[Referring expression pointing data]
.....
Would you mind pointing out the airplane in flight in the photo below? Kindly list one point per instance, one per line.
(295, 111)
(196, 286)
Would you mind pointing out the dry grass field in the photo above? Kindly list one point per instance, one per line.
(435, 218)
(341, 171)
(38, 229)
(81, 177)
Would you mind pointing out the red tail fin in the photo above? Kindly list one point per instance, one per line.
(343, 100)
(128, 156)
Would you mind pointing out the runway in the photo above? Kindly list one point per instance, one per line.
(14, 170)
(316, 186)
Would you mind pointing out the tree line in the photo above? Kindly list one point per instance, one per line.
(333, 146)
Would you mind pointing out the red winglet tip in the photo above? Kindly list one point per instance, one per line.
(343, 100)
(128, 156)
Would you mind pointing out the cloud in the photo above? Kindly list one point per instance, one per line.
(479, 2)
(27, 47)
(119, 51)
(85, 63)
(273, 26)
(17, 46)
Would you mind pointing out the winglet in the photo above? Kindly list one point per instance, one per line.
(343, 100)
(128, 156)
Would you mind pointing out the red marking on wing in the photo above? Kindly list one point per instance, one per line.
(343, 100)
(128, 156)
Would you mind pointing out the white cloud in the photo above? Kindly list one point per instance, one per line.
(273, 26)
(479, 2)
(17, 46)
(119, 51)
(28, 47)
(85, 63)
.....
Every entry shown earlier is to be returned exactly, line for line.

Would you mind pointing out the airplane in flight in the photo below? Kindly list one point per instance, one per line.
(295, 111)
(196, 286)
Would you mind pointing out the dry grass field in the photo above? Kindly list one point per instance, one per line.
(435, 218)
(341, 171)
(38, 229)
(81, 177)
Would you mind pointing out the red tail fin in the photo above? Kindly list one point per instance, one per line.
(343, 100)
(128, 156)
Would you mind pointing out the runway in the photo above? Kindly list one point per instance, one per line.
(14, 170)
(316, 186)
Would you mind pointing out the tree line in the photo above? Kindly list one point per instance, one per line.
(333, 146)
Would you mind pointing out the red winglet tip in the photo above? Kindly list one point per instance, one per line.
(343, 100)
(128, 156)
Would you mind pointing out the cloud in the photo above? Kindly list one point per instance, one per line.
(479, 2)
(27, 47)
(119, 51)
(85, 63)
(273, 26)
(17, 46)
Would you mind pointing out the winglet in the photo above? Kindly list one point per instance, one per line.
(343, 100)
(128, 156)
Would you mind pointing out the red marking on wing in the photo above? Kindly list one point per instance, one per line.
(343, 100)
(128, 156)
Would you mind pointing out the white cloud in the photo above? Kindly list one point per instance, one per line.
(273, 26)
(479, 2)
(17, 46)
(119, 51)
(28, 47)
(85, 63)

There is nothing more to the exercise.